Consigne A
Recopiez à l'identique les lignes des enregistrements, en commençant par la ligne qui contient « Kindly outline every » et en allant jusqu'à la ligne qui contient « Apply the even-odd », ces deux lignes comprises.

Traduction de l’anglais
Service linguistique, COE

 «En cette occasion, ce que vous avez en trop compensera ce qu’ils ont en moins, pour qu’un jour ce qu’ils auront en trop compense ce que vous aurez en moins: cela fera l’égalité…» (2 Co 8,14 TOB)

1.        Nous vivons dans un monde interdépendant où tout est lié et qui traverse une grave crise financière, plus aiguë que jamais. Les causes de cette crise sont diverses: politiques économiques et financières injustes, faiblesses structurelles des institutions politiques, économiques et financières, absence des valeurs éthiques dans un monde de plus en plus dominé par la cupidité des puissants qui recherchent des avantages et un profit maximum à court terme, déni face aux besoins des sans-pouvoir. Les évènements survenus depuis 2008 ont provoqué de graves tensions dans l’économie mondiale et ont mis à rude épreuve les finances publiques, alors que les millions de personnes qui ont perdu leur emploi, leur retraite et leur logement à la suite de cette crise continuent à réclamer à grand cris une protection sociale.

Consigne B
Reproduisez mot pour mot le passage de l'article sur la crise financière qui commence par « Traduction de l’anglais » et va jusqu'à « Co 8,14 TOB) ».

Données de la tâche
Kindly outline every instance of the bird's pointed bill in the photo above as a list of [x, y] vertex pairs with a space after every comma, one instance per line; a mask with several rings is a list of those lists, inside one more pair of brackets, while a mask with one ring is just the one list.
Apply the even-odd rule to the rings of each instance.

* * *

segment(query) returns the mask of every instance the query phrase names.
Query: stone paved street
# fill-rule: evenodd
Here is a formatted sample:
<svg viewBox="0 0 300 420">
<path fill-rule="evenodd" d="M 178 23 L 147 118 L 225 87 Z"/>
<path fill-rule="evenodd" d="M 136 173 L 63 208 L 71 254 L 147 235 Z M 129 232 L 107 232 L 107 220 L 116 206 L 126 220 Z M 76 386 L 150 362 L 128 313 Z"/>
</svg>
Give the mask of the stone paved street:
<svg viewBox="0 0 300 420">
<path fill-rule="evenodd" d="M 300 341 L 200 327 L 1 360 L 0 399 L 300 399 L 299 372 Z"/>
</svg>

Résultat A
Kindly outline every instance of the bird's pointed bill in the photo above as a list of [x, y] vertex pairs with a space after every comma, one instance per line; a mask with several rings is a list of those lists, inside one more pair of brackets, while a mask with one ring is just the one list.
Apply the even-odd rule to the rings of each instance.

Résultat B
Traduction de l’anglais
Service linguistique, COE

 «En cette occasion, ce que vous avez en trop compensera ce qu’ils ont en moins, pour qu’un jour ce qu’ils auront en trop compense ce que vous aurez en moins: cela fera l’égalité…» (2 Co 8,14 TOB)